### PROBLEM STATEMENT
Which lines below mention "white"? Pick each one out.

-- Opening Marker --

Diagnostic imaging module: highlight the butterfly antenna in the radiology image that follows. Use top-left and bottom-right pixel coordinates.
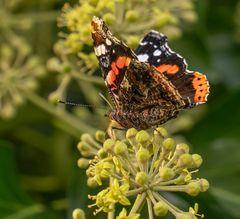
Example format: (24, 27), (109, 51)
(98, 93), (113, 109)
(58, 100), (107, 109)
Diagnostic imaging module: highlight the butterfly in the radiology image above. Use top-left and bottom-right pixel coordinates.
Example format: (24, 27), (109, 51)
(91, 16), (209, 131)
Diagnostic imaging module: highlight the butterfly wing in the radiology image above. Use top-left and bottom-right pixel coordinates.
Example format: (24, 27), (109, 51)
(91, 16), (137, 108)
(135, 30), (209, 106)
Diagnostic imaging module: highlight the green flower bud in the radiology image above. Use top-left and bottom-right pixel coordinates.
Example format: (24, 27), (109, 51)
(126, 128), (138, 139)
(176, 143), (190, 154)
(103, 139), (115, 152)
(0, 103), (15, 119)
(48, 91), (61, 103)
(154, 14), (171, 28)
(77, 158), (90, 169)
(159, 167), (174, 181)
(154, 127), (168, 138)
(77, 142), (90, 152)
(81, 133), (93, 143)
(135, 171), (148, 185)
(136, 130), (150, 144)
(72, 208), (85, 219)
(125, 10), (140, 22)
(162, 138), (175, 151)
(199, 178), (209, 192)
(190, 154), (203, 168)
(186, 182), (200, 196)
(153, 201), (168, 217)
(53, 40), (65, 55)
(12, 93), (24, 106)
(127, 36), (140, 49)
(87, 177), (98, 188)
(46, 57), (61, 72)
(136, 146), (150, 163)
(114, 141), (127, 155)
(95, 130), (105, 143)
(177, 154), (193, 168)
(97, 148), (107, 158)
(103, 13), (116, 25)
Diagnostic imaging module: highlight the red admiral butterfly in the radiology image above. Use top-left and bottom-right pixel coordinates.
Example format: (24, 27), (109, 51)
(91, 16), (209, 130)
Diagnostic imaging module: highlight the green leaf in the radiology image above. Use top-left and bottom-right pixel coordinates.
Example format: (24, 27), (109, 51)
(0, 141), (62, 219)
(211, 187), (240, 218)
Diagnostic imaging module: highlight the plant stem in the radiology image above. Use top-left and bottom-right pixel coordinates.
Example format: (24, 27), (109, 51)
(108, 177), (115, 219)
(125, 187), (145, 197)
(129, 193), (147, 215)
(72, 72), (104, 85)
(147, 190), (157, 205)
(153, 185), (185, 192)
(4, 204), (44, 219)
(149, 141), (161, 175)
(147, 197), (154, 219)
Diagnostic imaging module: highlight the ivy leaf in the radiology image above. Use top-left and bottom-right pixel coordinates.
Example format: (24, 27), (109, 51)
(0, 141), (62, 219)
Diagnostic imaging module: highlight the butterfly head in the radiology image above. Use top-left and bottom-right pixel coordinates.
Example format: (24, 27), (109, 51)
(91, 16), (113, 47)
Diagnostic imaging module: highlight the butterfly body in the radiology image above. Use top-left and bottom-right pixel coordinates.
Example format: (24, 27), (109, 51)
(91, 16), (209, 130)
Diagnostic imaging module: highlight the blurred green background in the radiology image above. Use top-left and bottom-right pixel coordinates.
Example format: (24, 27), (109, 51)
(0, 0), (240, 218)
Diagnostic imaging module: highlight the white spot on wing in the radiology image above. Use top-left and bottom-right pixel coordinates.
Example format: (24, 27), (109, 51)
(140, 41), (148, 46)
(137, 54), (149, 62)
(100, 44), (106, 55)
(94, 46), (101, 56)
(153, 49), (162, 56)
(106, 38), (112, 45)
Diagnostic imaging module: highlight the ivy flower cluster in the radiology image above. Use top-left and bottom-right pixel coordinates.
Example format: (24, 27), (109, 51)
(76, 127), (209, 219)
(0, 42), (44, 119)
(59, 0), (197, 55)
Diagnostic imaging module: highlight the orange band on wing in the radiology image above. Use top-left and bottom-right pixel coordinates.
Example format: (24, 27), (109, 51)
(192, 72), (209, 103)
(106, 56), (131, 90)
(116, 56), (126, 69)
(106, 70), (117, 89)
(116, 56), (131, 69)
(156, 64), (179, 74)
(111, 62), (119, 75)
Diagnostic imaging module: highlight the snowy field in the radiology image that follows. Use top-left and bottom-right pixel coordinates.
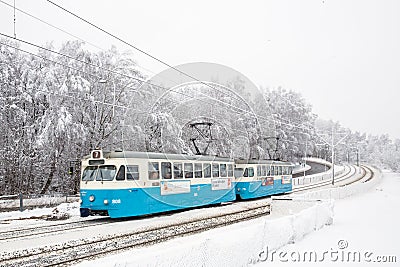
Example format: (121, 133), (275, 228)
(73, 171), (398, 267)
(0, 202), (80, 226)
(257, 171), (400, 266)
(0, 169), (395, 266)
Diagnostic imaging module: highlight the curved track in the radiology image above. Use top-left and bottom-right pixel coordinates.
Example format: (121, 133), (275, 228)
(0, 203), (270, 267)
(292, 164), (374, 193)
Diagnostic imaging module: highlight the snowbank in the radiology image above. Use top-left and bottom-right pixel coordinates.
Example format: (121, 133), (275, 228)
(0, 202), (80, 223)
(76, 199), (334, 267)
(256, 171), (398, 267)
(0, 195), (79, 210)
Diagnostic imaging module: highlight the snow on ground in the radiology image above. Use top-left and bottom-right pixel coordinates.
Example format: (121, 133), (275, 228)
(0, 195), (79, 210)
(73, 171), (398, 267)
(0, 198), (279, 254)
(73, 199), (333, 267)
(256, 171), (400, 266)
(1, 168), (395, 266)
(0, 202), (80, 228)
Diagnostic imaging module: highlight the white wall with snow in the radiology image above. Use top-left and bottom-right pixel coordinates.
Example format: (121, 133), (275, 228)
(76, 199), (334, 267)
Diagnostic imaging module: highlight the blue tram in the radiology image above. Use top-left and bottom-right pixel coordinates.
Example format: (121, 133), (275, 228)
(80, 150), (236, 218)
(234, 159), (293, 199)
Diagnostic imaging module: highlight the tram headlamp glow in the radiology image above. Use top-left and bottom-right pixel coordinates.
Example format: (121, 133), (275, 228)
(103, 199), (109, 205)
(89, 195), (95, 202)
(79, 199), (83, 204)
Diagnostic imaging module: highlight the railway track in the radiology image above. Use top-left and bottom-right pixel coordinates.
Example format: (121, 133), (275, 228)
(336, 164), (374, 187)
(361, 165), (375, 183)
(0, 203), (270, 267)
(292, 164), (374, 193)
(0, 164), (376, 266)
(0, 218), (111, 241)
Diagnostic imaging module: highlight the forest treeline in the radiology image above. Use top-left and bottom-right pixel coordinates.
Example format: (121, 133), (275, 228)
(0, 39), (398, 195)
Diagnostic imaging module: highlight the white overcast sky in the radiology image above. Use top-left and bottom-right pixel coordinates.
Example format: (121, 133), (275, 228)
(1, 0), (399, 139)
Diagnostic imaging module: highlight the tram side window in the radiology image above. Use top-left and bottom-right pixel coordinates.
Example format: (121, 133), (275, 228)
(257, 165), (261, 176)
(148, 162), (159, 180)
(275, 166), (279, 176)
(227, 164), (234, 177)
(116, 165), (126, 181)
(203, 163), (211, 178)
(220, 164), (227, 177)
(278, 166), (282, 175)
(194, 163), (202, 178)
(161, 162), (172, 179)
(234, 168), (243, 178)
(96, 165), (117, 181)
(267, 166), (271, 176)
(184, 163), (193, 178)
(244, 167), (254, 177)
(127, 165), (139, 180)
(262, 165), (267, 176)
(173, 163), (183, 179)
(212, 163), (219, 177)
(289, 166), (293, 175)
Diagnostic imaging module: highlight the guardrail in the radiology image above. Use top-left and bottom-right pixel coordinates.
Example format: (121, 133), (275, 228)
(292, 164), (346, 187)
(0, 194), (79, 212)
(0, 194), (24, 211)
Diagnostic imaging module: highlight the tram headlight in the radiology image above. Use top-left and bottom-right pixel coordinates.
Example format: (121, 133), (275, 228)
(103, 199), (109, 205)
(79, 199), (83, 204)
(89, 195), (95, 202)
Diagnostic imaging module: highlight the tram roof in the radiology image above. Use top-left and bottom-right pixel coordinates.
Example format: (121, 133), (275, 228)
(234, 158), (293, 166)
(83, 151), (233, 162)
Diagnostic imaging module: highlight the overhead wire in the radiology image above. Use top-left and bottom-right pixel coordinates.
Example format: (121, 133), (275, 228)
(0, 0), (164, 78)
(1, 36), (314, 140)
(0, 36), (262, 122)
(44, 0), (256, 105)
(1, 1), (315, 138)
(0, 0), (104, 51)
(3, 0), (309, 132)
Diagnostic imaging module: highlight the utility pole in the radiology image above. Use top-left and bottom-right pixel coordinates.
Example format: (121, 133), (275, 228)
(356, 147), (360, 167)
(13, 0), (16, 39)
(315, 126), (348, 186)
(331, 125), (335, 185)
(303, 139), (307, 179)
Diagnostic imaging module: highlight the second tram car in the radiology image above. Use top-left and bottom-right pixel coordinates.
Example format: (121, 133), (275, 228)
(234, 159), (293, 199)
(80, 150), (236, 218)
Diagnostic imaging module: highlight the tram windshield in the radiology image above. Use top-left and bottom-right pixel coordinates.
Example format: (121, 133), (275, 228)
(82, 165), (117, 181)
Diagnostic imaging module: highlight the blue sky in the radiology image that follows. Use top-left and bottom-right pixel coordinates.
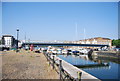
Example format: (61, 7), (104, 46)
(2, 2), (118, 41)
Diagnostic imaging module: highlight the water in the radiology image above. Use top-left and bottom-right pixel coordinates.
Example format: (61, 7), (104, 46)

-- Closing Marker --

### EXERCISE SOLUTION
Diagnostic imaging module: highlight the white spot on wing in the radiology image above. Use top-left and bottom-right pixel coordinates.
Diagnostic imaging module: highlight the white wall with snow in the radiology image above. Use top-left and bottom-right pixel coordinates.
Diagnostic imaging module: highlight the white overcast sky in the radiology image above. Use top-left and bottom-right pixel coordinates.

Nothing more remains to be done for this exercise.